--- Entries provided ---

□ □ □ □

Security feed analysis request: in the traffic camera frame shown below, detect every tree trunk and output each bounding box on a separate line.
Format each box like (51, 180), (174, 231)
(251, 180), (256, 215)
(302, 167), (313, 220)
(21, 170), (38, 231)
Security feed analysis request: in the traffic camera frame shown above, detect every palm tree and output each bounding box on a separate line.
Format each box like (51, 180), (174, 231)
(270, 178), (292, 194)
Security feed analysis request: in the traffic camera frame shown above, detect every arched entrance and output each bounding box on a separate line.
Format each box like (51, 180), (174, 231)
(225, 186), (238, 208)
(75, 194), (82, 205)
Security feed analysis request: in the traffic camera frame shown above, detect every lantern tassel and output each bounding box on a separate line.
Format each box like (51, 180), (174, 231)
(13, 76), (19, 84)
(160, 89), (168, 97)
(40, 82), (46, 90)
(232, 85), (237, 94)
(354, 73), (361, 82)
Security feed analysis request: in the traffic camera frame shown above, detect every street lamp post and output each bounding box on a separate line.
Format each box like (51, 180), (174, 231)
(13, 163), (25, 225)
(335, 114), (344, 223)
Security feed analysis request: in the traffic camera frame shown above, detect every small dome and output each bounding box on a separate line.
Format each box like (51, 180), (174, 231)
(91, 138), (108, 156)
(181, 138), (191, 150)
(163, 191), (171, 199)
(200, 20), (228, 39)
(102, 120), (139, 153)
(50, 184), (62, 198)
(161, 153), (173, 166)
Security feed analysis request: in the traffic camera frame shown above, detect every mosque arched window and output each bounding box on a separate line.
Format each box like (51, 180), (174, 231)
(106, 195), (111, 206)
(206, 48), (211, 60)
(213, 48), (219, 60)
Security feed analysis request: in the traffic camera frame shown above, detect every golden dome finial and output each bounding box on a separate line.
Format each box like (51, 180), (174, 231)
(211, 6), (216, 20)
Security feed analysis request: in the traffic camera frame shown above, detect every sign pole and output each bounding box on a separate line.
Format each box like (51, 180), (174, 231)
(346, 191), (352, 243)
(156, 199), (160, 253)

□ □ □ □

--- Task directions ---
Please reproduce, without any changes, the stretch of entries above from the line containing "detect every arched" through the line containing "(354, 73), (361, 82)".

--- Expected answer ---
Security feed analysis request: in the traffic camera frame shown above, detect every arched entrance and output each bounding box on a separate line.
Format each box like (51, 180), (174, 231)
(225, 186), (238, 208)
(75, 194), (82, 205)
Security feed analysis request: in the traffic camera frame shown above, detect every lantern tassel and output each bounding box on a separate line.
Format each box like (51, 180), (174, 231)
(13, 76), (19, 84)
(160, 89), (168, 97)
(40, 82), (46, 90)
(232, 85), (237, 94)
(354, 73), (361, 82)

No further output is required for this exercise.